Send back the entries exactly as they were given.

[[ DATASET EXTRACT, beginning ]]

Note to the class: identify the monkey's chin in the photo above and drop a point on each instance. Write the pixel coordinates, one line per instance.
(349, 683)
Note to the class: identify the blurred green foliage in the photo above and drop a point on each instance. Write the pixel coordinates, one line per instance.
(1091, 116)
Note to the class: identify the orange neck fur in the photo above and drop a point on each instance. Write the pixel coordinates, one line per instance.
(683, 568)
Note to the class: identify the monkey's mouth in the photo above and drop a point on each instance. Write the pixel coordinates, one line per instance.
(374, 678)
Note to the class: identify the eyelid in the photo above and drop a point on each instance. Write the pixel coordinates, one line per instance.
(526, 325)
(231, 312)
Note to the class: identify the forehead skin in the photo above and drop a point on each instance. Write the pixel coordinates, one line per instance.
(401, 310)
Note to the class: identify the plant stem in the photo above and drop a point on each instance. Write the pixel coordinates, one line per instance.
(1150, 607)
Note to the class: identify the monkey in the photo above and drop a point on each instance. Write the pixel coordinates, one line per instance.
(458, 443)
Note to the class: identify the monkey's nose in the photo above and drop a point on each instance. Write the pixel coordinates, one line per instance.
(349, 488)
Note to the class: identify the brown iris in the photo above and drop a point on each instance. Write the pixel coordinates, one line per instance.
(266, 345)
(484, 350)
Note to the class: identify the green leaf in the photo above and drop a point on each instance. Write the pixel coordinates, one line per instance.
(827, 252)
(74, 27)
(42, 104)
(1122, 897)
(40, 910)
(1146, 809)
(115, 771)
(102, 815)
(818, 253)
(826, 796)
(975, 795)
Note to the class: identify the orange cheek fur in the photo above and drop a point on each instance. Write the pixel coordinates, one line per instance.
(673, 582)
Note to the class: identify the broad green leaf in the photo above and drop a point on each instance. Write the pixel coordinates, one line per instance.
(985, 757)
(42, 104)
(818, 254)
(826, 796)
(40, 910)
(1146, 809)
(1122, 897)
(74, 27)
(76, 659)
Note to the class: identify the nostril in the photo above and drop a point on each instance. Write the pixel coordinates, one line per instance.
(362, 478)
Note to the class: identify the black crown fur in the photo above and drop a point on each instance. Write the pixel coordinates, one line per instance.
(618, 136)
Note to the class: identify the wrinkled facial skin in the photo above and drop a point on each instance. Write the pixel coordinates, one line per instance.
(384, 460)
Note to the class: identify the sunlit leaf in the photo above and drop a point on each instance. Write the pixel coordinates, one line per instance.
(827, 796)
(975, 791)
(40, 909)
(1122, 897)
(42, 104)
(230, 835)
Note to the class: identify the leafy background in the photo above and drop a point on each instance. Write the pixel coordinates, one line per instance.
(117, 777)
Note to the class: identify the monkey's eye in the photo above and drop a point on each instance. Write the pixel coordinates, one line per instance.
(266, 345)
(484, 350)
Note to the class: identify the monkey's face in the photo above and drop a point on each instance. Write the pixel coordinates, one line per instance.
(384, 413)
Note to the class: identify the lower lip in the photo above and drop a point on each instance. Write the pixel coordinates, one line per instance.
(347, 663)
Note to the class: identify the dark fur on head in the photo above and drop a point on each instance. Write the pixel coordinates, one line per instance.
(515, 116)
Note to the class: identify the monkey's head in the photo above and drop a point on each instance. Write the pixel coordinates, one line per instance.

[[ DATASET EXTRACT, end ]]

- YOUR RESPONSE -
Note to the class: identify the monkey's chin in the photo above and drop a point on each instance. Write the pixel coordinates, one line per instance.
(349, 683)
Note to the class: identify the blurred green foliage in the photo above and drop a point on each instance. Write the pixel coordinates, one line per instance.
(1091, 116)
Note to the class: identify the orange neck fur in the photo above and drop a point on each instance. Write the pixel coordinates, one line per instance.
(683, 568)
Note to the class: identify the monkey's mouth in the photo above and drop a point on each instance. Write the pixel coordinates, one line per instance.
(374, 678)
Note to the class: identify the eyelid in the photo above and drop a point on each instance. Write the pixel coordinates, one line per instance.
(526, 325)
(231, 312)
Note to the class: identify the forehead skin in the photo above and drop a point on each instance. Write the pixel coordinates, one line per instance.
(401, 310)
Note to the class: identify the plant stem in the photo above and drop a point on each instance. Write the pixel coordinates, one line per instance.
(1150, 607)
Note to the class: identify the monkey in the photo above and drop a point on each instance. Write the pixel coordinates, one line per instance.
(458, 443)
Note to the class: identify the monkey's nose in the photo above and drop a point on each instance. Write the pixel coordinates, one line per instance.
(349, 488)
Note to the class: identify the brown iris in the photo above and drop a point on each instance. Write the pixel coordinates, one line per instance.
(266, 345)
(484, 350)
Note to the class: identify the green leaf in the photo above and drop a point on each instance. Write the pixel coordinates, one line per instance.
(827, 252)
(74, 27)
(42, 104)
(1122, 897)
(40, 910)
(1146, 809)
(115, 771)
(102, 815)
(818, 253)
(826, 796)
(975, 795)
Note to the class: identify the orange cheek fur in the photo above and drop a point on each instance. Write the pixel coordinates, one line per instance.
(673, 582)
Note to the class: identify the broad green leaf in the photo above and drop a point on each instance. Write the pixel coordinates, one line per instance.
(985, 757)
(42, 104)
(818, 254)
(826, 796)
(40, 910)
(1146, 809)
(1122, 897)
(74, 27)
(76, 659)
Note to the class: identify the nostril in the photo above and drop a point on each instance. Write the pixel coordinates, one line per instance.
(362, 478)
Note to the class: identify the black crown fur in the photo above and drop a point on each instance. Write the pixel coordinates, one line per instance.
(618, 136)
Note to the class: identify the wrinkled facial skin in the photo above and drop a point on each instance. Write the pixel coordinates, one line per instance.
(384, 460)
Note to the class: identify the sunlit leaf in the photo above and drop a point on each instance. Write the pixel coordinates, one line per instance.
(827, 796)
(975, 791)
(40, 909)
(1122, 897)
(42, 104)
(230, 835)
Note to the class: identify the leafy background in the photo above and drop a point on each instance. Write the pixel coordinates, one line per instance.
(117, 777)
Note to the class: identify the monkey's eye in the photo above and drop a point on each instance. Write the pixel coordinates, one line per instance.
(266, 345)
(484, 350)
Note to the class: identify the monkey's face in the photo above and drop a point on each instance. Write the pixel coordinates, one line per instance.
(384, 413)
Note to the class: identify the lower lip in the photo above and drop a point on each instance. Write the pixel coordinates, one line per instance.
(347, 663)
Note to the class: identify the dark fur on head in the photo above and drop a point on each instance. Write the pixel coordinates, one line per instance.
(515, 116)
Note to the class: identify the monkey's head in the photo above and drop a point on each instance. Write the pixel coordinates, one line per instance.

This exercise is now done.